Text:
"""
Those trends are true for the general public. Do they apply
to convicted criminals? Yes. One federal study tracked prison inmates after their
release in 34 states. Nearly 57 percent of ex-inmates 24 or younger ended up
back in prison within five years. Fewer than 15 percent of those 65 or older
did. In other words, a vast majority of older inmates don’t reoffend.
On some level, we all recognize this. We know the brain
doesn’t finish developing until a person’s mid-20s. Physicality matters, too.
As a teenager, I could fall out of a tree, get back up and sprint after my
friends without feeling a thing. Now, in my mid-30s, I feel my back hurting for
days if I make a wrong turn picking up my cat. Crime follows the same facts of
life. The kind of poor judgment that leads someone to commit more crime is more
common among the young, and so is the physical ability to make good on that
poor judgment.
Outliers do exist. But a vast majority of killers are not
serial killers, and a vast majority of criminals are not lifelong offenders.
Many criminals, maybe even most, committed a crime under the particular
circumstances of their age and the moment. Keeping criminals locked up when
they’re young absolutely can stop crime. Older inmates, however, pose little
threat to the rest of us.
"""
To do: Please print the passage about age and reoffending in full, word for word. This material has no connection to the passage about age and reoffending.

Recorded data
"""
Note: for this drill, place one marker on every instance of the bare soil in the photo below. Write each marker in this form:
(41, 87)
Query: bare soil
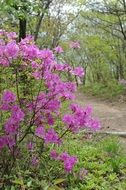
(111, 114)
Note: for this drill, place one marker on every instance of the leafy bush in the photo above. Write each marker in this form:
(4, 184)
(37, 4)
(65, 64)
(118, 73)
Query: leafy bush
(32, 124)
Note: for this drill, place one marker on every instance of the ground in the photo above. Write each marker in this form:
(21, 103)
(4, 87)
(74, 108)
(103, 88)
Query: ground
(111, 114)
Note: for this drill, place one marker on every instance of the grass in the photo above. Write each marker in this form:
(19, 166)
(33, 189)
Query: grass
(111, 91)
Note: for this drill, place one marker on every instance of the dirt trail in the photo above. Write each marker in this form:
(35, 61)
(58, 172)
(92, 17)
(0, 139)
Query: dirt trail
(111, 115)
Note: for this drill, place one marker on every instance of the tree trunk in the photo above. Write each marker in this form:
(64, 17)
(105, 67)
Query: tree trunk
(22, 29)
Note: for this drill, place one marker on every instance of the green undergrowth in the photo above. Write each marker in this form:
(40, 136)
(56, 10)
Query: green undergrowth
(102, 159)
(111, 91)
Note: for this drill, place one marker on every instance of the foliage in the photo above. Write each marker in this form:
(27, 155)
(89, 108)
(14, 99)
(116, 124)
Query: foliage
(111, 91)
(32, 122)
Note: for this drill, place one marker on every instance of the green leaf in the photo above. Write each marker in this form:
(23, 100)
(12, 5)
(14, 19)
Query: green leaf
(58, 181)
(18, 182)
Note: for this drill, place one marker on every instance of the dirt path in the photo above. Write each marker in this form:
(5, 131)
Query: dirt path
(111, 115)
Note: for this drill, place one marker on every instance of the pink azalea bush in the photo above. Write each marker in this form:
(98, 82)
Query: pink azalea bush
(32, 105)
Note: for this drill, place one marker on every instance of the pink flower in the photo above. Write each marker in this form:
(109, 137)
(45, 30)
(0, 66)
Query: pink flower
(58, 49)
(78, 71)
(83, 173)
(2, 142)
(30, 146)
(35, 161)
(52, 137)
(75, 45)
(54, 154)
(8, 97)
(11, 50)
(40, 132)
(69, 161)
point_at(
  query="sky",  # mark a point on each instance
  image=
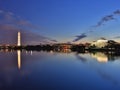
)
(54, 21)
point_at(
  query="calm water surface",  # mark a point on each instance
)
(58, 71)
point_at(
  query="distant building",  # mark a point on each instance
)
(101, 43)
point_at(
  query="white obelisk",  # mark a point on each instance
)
(19, 39)
(19, 58)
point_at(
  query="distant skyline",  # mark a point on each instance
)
(59, 20)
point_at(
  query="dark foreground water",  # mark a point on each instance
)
(58, 71)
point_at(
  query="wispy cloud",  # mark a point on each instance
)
(101, 22)
(11, 23)
(108, 18)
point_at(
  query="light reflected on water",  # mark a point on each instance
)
(19, 58)
(100, 57)
(63, 70)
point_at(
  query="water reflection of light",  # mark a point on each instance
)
(19, 58)
(101, 57)
(31, 52)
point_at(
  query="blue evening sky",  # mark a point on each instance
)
(64, 19)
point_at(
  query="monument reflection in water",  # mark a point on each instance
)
(63, 70)
(19, 58)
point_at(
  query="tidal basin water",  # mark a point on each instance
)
(59, 71)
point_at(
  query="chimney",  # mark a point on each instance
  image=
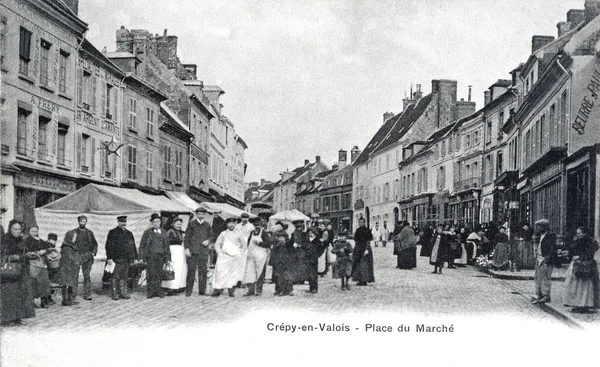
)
(73, 5)
(354, 153)
(342, 158)
(592, 9)
(575, 17)
(387, 116)
(486, 97)
(538, 42)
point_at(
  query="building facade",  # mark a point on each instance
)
(39, 63)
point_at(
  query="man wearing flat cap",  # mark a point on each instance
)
(120, 251)
(77, 251)
(546, 258)
(196, 240)
(154, 250)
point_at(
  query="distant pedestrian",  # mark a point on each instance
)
(77, 251)
(376, 234)
(546, 258)
(582, 284)
(362, 255)
(343, 263)
(229, 246)
(196, 242)
(120, 252)
(154, 250)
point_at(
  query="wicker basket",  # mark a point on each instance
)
(36, 264)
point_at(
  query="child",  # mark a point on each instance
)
(343, 262)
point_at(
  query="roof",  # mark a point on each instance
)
(394, 128)
(174, 117)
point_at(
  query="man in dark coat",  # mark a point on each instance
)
(80, 247)
(362, 256)
(154, 250)
(120, 252)
(196, 241)
(313, 248)
(546, 259)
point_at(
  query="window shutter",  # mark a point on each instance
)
(93, 154)
(79, 152)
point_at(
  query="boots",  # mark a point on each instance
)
(114, 292)
(123, 290)
(66, 297)
(251, 290)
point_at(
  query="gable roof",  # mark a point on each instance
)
(394, 128)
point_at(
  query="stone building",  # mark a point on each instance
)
(376, 183)
(39, 104)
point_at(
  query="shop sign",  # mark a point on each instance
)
(44, 183)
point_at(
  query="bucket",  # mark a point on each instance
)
(36, 264)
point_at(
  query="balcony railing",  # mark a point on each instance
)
(468, 183)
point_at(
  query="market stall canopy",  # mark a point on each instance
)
(224, 210)
(102, 204)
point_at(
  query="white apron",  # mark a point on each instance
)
(179, 263)
(228, 271)
(256, 259)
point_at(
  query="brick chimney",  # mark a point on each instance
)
(445, 96)
(342, 158)
(354, 153)
(387, 116)
(73, 5)
(592, 9)
(538, 42)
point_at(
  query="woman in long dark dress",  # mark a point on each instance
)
(17, 296)
(405, 247)
(362, 256)
(41, 284)
(582, 294)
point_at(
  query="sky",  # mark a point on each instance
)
(308, 78)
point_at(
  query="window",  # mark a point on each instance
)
(62, 145)
(22, 132)
(132, 113)
(178, 165)
(132, 162)
(149, 168)
(24, 51)
(62, 72)
(44, 64)
(149, 121)
(43, 138)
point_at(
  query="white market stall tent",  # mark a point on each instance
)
(101, 205)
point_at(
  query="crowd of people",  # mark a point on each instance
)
(172, 258)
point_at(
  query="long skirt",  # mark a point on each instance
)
(407, 258)
(255, 263)
(501, 256)
(581, 292)
(525, 254)
(227, 271)
(17, 298)
(179, 262)
(41, 284)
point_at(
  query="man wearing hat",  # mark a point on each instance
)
(154, 250)
(546, 258)
(196, 240)
(77, 251)
(120, 251)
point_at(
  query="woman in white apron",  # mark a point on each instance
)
(228, 272)
(178, 259)
(258, 252)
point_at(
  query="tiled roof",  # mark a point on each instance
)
(394, 128)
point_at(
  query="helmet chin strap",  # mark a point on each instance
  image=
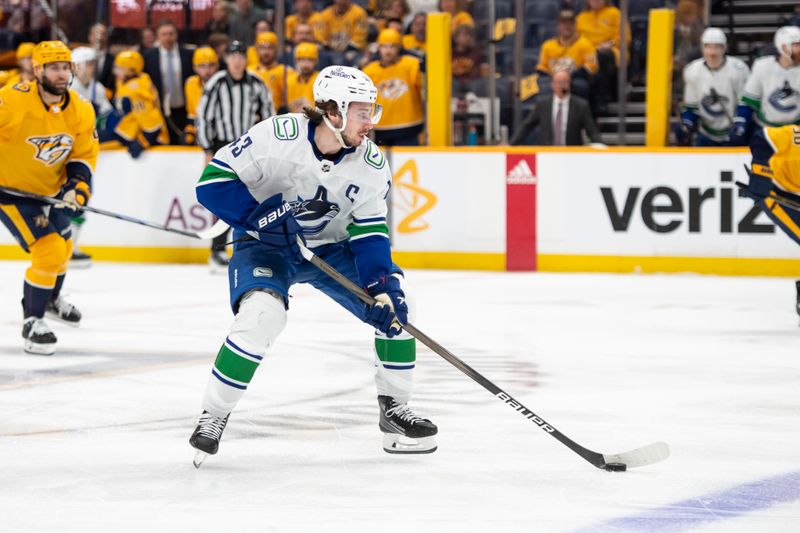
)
(337, 132)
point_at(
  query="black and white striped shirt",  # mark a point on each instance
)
(228, 108)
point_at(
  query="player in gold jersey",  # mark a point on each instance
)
(399, 82)
(48, 145)
(775, 178)
(142, 124)
(206, 64)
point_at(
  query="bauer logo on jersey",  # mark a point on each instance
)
(52, 148)
(314, 214)
(785, 98)
(392, 89)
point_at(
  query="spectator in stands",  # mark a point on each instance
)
(686, 41)
(569, 50)
(300, 89)
(468, 59)
(561, 118)
(712, 88)
(98, 39)
(600, 24)
(459, 17)
(304, 14)
(415, 40)
(147, 39)
(206, 63)
(346, 26)
(243, 21)
(25, 63)
(142, 124)
(274, 75)
(220, 21)
(169, 65)
(399, 83)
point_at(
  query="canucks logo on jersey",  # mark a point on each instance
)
(314, 214)
(784, 99)
(51, 149)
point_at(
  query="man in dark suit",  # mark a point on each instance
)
(561, 118)
(169, 66)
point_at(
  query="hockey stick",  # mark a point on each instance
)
(652, 453)
(217, 229)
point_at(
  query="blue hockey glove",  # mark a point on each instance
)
(272, 223)
(390, 312)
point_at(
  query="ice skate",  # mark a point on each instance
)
(403, 430)
(63, 311)
(39, 338)
(206, 436)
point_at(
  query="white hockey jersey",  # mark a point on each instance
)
(714, 94)
(332, 200)
(774, 92)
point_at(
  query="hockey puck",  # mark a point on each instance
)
(615, 467)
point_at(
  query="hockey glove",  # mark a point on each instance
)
(390, 312)
(74, 195)
(272, 223)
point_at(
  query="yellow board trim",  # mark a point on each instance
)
(721, 266)
(450, 260)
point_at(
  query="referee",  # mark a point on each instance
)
(233, 101)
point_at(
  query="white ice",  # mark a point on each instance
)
(95, 438)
"""
Solution to the problem:
Those trends are true for the general public. Do they apply
to convicted criminals? Yes. One federal study tracked prison inmates after their
release in 34 states. Nearly 57 percent of ex-inmates 24 or younger ended up
back in prison within five years. Fewer than 15 percent of those 65 or older
did. In other words, a vast majority of older inmates don’t reoffend.
On some level, we all recognize this. We know the brain
doesn’t finish developing until a person’s mid-20s. Physicality matters, too.
As a teenager, I could fall out of a tree, get back up and sprint after my
friends without feeling a thing. Now, in my mid-30s, I feel my back hurting for
days if I make a wrong turn picking up my cat. Crime follows the same facts of
life. The kind of poor judgment that leads someone to commit more crime is more
common among the young, and so is the physical ability to make good on that
poor judgment.
Outliers do exist. But a vast majority of killers are not
serial killers, and a vast majority of criminals are not lifelong offenders.
Many criminals, maybe even most, committed a crime under the particular
circumstances of their age and the moment. Keeping criminals locked up when
they’re young absolutely can stop crime. Older inmates, however, pose little
threat to the rest of us.